Aim of the task:
Rewrite the rows below, swapping each occurrence of "Identify" for "Locate" and keeping every other character unchanged.

Data:
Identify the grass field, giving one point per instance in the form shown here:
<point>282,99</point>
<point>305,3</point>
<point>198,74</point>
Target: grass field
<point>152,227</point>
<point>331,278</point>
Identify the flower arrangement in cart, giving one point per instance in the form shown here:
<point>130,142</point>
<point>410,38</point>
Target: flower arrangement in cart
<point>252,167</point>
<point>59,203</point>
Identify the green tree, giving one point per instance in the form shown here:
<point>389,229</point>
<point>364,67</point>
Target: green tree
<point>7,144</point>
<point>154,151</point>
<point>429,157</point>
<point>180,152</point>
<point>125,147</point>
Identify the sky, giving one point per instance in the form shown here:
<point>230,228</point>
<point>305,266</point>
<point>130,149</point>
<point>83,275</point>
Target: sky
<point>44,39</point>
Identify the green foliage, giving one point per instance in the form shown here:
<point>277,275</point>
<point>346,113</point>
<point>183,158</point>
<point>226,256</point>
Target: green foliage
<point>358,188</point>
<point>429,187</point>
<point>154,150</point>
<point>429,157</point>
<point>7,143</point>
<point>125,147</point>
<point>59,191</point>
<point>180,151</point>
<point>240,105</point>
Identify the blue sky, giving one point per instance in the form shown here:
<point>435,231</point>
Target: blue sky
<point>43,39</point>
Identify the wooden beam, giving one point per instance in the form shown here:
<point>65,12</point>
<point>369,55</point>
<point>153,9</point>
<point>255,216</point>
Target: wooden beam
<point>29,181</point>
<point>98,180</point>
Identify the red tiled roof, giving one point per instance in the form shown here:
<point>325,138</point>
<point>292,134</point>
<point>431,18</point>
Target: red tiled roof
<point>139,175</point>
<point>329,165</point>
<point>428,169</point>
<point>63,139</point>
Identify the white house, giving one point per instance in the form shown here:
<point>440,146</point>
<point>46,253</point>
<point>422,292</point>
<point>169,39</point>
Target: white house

Task output:
Locate the grass field, giving one point per instance in the form shown here:
<point>282,99</point>
<point>305,3</point>
<point>198,74</point>
Target: grass field
<point>152,227</point>
<point>331,278</point>
Locate the flower arrangement in cart, giving one point per instance in the form shown here:
<point>130,142</point>
<point>410,38</point>
Target: flower arrangement in cart
<point>252,167</point>
<point>59,203</point>
Locate the green tree, giving one point per instance in the form shown here:
<point>389,229</point>
<point>364,67</point>
Target: green tree
<point>7,144</point>
<point>154,151</point>
<point>429,157</point>
<point>180,152</point>
<point>125,147</point>
Locate the sky, giving one point per instance in the form shown here:
<point>230,228</point>
<point>305,266</point>
<point>130,149</point>
<point>83,275</point>
Target: sky
<point>44,39</point>
Locate the green foliage, giving one point per instance in the form shown here:
<point>277,275</point>
<point>346,113</point>
<point>183,158</point>
<point>226,256</point>
Target: green foliage
<point>358,188</point>
<point>429,187</point>
<point>154,150</point>
<point>429,157</point>
<point>7,143</point>
<point>125,147</point>
<point>59,191</point>
<point>180,151</point>
<point>240,105</point>
Locate the blue sky, giving one point per instance in the form shown here:
<point>435,231</point>
Target: blue sky
<point>43,39</point>
Locate the wooden beam, giving one point per instance in the form shown here:
<point>65,12</point>
<point>369,55</point>
<point>153,9</point>
<point>255,216</point>
Target: wooden beam
<point>29,181</point>
<point>98,180</point>
Locate the red tiled roof, giving one point per instance in the form shown here:
<point>325,138</point>
<point>292,134</point>
<point>431,18</point>
Target: red tiled roof
<point>139,175</point>
<point>329,165</point>
<point>428,169</point>
<point>63,139</point>
Locate the white house, giving one point per instance in the form shown here:
<point>440,146</point>
<point>46,253</point>
<point>422,292</point>
<point>169,39</point>
Target: white house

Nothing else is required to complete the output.